Coordinate annotation records
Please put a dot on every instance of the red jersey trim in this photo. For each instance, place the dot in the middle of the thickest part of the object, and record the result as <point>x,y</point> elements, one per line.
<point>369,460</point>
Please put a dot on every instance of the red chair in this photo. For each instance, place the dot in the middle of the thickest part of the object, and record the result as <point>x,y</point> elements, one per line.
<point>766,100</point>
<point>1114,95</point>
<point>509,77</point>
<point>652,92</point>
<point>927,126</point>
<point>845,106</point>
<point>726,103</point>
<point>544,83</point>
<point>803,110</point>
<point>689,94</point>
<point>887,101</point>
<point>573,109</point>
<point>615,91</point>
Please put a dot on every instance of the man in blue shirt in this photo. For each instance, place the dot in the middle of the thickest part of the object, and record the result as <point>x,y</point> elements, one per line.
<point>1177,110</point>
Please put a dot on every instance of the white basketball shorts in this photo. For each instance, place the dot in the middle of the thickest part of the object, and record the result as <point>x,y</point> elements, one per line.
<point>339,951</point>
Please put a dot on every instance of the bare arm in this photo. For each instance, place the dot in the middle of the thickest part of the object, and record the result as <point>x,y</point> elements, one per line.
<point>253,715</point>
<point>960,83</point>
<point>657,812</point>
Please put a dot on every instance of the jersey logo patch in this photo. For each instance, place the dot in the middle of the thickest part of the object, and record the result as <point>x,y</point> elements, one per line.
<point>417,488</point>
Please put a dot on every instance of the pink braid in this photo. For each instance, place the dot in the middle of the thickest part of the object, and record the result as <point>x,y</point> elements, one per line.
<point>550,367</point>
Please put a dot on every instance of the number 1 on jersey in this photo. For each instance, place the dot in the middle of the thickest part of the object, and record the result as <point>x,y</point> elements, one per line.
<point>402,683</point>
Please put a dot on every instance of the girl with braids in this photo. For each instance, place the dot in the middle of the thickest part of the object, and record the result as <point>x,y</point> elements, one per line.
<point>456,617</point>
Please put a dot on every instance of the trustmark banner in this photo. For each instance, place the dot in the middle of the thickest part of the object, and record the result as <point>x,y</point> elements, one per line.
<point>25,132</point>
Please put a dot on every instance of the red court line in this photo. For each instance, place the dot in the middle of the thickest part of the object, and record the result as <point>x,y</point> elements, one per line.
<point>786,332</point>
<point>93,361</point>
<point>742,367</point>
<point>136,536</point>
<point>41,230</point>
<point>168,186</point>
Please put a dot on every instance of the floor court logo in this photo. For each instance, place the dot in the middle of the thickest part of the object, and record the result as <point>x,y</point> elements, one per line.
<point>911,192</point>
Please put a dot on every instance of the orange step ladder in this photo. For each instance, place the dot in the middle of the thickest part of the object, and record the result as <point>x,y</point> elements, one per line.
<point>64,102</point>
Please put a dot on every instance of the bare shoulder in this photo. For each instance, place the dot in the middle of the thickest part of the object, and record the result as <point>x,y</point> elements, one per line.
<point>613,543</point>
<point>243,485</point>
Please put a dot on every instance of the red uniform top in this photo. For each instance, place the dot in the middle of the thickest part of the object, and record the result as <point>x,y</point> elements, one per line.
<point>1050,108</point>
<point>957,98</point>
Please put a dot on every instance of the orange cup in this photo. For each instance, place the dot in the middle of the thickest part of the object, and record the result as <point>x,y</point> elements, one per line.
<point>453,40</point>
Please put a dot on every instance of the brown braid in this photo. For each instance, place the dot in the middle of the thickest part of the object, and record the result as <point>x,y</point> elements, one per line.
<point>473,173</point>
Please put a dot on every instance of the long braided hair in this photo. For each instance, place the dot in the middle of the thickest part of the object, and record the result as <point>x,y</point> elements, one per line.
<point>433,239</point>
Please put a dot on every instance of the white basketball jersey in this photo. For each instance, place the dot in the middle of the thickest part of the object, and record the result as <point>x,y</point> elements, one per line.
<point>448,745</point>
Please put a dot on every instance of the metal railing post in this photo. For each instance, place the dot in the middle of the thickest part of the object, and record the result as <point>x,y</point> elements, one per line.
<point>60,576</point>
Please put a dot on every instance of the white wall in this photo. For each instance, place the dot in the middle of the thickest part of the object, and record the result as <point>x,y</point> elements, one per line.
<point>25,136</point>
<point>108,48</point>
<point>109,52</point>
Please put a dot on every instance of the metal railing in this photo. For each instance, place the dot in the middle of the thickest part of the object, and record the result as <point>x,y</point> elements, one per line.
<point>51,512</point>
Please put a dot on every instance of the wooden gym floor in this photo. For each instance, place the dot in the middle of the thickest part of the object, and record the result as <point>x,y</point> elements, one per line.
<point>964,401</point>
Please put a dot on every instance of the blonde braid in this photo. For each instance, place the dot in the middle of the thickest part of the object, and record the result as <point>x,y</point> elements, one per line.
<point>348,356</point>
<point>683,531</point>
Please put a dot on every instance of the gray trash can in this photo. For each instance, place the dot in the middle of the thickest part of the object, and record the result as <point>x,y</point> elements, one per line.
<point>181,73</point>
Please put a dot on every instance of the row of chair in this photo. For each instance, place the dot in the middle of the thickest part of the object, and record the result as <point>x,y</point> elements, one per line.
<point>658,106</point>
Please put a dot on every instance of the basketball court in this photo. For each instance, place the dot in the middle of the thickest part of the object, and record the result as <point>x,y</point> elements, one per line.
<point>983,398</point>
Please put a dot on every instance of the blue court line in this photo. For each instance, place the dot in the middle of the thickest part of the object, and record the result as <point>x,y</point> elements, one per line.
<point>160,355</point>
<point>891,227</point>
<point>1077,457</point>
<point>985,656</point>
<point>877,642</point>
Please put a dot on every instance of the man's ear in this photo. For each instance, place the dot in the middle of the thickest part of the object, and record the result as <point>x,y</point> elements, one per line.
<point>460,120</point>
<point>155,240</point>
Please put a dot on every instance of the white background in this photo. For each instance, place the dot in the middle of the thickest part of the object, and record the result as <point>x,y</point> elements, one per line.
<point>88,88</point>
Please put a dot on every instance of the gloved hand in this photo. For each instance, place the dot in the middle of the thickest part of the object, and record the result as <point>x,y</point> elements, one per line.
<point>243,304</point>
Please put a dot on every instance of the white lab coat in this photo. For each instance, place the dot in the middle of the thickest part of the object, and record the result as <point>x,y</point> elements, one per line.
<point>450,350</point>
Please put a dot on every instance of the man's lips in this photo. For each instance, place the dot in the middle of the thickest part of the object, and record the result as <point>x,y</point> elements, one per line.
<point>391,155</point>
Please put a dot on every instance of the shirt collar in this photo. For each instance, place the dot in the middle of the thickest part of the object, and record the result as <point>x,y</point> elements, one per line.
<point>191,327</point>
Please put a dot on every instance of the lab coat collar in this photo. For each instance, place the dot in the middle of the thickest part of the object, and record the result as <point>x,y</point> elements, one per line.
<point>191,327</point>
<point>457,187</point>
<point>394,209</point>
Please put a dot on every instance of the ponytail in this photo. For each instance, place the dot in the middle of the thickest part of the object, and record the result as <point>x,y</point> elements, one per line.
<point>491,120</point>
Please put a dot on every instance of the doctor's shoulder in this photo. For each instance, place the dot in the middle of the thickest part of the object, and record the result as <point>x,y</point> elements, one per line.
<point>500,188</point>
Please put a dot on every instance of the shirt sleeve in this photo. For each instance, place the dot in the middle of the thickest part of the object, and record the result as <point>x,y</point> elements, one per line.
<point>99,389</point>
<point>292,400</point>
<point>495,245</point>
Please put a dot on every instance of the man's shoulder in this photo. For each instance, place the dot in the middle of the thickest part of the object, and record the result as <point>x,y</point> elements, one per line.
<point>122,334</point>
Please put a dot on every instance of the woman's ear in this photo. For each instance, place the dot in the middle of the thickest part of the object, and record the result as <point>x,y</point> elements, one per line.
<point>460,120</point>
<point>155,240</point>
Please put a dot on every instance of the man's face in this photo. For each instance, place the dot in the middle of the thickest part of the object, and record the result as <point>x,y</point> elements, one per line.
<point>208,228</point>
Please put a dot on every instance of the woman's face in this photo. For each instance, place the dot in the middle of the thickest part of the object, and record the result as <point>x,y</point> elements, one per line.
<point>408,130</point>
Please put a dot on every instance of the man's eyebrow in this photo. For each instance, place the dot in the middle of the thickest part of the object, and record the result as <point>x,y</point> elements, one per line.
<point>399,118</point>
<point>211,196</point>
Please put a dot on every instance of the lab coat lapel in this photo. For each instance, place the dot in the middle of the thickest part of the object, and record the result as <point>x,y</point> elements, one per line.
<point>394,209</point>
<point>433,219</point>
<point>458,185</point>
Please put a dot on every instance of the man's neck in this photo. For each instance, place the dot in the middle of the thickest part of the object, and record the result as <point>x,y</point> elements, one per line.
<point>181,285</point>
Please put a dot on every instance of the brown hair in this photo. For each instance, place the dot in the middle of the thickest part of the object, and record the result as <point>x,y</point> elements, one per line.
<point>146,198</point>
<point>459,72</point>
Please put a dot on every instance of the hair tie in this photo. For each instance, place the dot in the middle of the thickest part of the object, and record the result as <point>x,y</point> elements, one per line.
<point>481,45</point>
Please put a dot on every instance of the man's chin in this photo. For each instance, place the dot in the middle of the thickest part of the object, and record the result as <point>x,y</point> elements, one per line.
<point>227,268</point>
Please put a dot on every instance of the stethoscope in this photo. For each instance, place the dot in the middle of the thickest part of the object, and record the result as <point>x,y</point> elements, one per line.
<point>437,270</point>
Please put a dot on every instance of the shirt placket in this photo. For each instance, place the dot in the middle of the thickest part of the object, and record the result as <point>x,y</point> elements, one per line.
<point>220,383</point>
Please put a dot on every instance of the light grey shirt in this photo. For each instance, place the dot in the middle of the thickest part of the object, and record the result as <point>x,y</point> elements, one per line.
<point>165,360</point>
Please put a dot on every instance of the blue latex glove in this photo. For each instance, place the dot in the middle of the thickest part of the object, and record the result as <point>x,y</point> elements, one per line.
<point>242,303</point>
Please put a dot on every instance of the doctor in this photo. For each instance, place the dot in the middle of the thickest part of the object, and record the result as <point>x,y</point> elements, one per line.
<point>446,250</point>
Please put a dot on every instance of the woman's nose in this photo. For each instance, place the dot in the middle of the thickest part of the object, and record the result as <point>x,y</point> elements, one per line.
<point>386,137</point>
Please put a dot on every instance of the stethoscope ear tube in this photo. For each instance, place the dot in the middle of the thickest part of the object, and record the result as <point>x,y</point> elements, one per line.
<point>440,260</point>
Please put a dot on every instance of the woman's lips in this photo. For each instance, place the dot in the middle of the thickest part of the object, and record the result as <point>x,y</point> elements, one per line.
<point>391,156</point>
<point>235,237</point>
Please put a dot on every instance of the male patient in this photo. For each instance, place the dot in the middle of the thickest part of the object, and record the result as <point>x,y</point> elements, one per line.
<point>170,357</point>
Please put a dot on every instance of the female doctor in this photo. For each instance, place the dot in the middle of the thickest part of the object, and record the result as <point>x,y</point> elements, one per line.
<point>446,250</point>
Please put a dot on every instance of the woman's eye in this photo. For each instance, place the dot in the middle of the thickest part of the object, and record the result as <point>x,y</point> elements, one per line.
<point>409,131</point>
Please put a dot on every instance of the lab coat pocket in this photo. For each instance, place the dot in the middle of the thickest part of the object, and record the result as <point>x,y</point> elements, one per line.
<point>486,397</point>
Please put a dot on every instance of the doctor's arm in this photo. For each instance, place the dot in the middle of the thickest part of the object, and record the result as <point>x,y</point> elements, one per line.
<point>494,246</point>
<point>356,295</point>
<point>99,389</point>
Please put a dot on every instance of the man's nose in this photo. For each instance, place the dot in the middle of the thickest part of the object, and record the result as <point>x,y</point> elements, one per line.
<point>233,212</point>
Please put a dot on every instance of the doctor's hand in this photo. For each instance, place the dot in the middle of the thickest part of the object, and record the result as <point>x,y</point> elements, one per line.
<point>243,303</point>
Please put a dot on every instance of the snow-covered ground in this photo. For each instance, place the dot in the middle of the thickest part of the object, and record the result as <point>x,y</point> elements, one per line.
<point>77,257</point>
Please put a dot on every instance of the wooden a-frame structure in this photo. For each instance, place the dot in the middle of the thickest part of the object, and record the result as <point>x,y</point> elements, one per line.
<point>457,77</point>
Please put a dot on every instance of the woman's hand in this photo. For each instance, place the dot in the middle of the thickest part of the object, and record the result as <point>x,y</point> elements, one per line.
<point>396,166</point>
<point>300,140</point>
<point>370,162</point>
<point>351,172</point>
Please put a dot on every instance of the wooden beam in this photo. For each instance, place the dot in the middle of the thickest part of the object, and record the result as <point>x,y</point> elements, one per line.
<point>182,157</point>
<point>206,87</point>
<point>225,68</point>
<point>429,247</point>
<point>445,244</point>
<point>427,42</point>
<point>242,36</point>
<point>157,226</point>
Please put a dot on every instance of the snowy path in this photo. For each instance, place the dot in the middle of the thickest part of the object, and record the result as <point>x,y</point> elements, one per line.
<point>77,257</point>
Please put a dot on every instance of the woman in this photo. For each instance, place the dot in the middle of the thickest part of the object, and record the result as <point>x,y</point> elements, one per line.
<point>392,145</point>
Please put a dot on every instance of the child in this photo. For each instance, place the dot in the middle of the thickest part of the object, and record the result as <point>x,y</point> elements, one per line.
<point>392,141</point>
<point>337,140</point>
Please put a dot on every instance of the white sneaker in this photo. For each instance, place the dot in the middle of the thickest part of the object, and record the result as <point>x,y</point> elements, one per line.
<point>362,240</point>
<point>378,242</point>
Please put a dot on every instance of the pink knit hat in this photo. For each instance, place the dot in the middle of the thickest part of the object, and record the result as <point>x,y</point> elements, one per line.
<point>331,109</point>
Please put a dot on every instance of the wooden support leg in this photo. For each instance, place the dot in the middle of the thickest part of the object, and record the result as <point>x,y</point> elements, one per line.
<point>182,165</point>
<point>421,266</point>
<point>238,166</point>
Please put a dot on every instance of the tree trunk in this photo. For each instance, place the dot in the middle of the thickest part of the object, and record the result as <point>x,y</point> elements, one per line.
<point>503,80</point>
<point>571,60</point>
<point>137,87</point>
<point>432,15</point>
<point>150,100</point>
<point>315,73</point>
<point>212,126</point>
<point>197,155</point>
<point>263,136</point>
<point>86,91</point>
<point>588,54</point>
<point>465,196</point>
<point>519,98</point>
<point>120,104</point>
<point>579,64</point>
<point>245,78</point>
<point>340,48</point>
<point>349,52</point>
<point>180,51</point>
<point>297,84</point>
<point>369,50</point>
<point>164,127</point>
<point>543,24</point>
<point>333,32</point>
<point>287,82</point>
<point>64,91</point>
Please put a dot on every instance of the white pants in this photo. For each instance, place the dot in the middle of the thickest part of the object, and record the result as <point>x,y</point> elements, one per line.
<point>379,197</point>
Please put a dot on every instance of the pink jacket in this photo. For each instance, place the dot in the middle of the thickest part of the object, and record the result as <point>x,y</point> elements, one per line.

INSTRUCTIONS FOR THE TASK:
Duplicate the stretch of entries from the line containing "Please put a dot on every instance of the stethoscope in" through the line containing "<point>437,270</point>", both ends included, character for character.

EXPECTED OUTPUT:
Please put a dot on every instance of the stethoscope in this photo. For each instance, place the dot in the middle of the thickest part of the object, and record the result as <point>x,y</point> elements, one per line.
<point>437,270</point>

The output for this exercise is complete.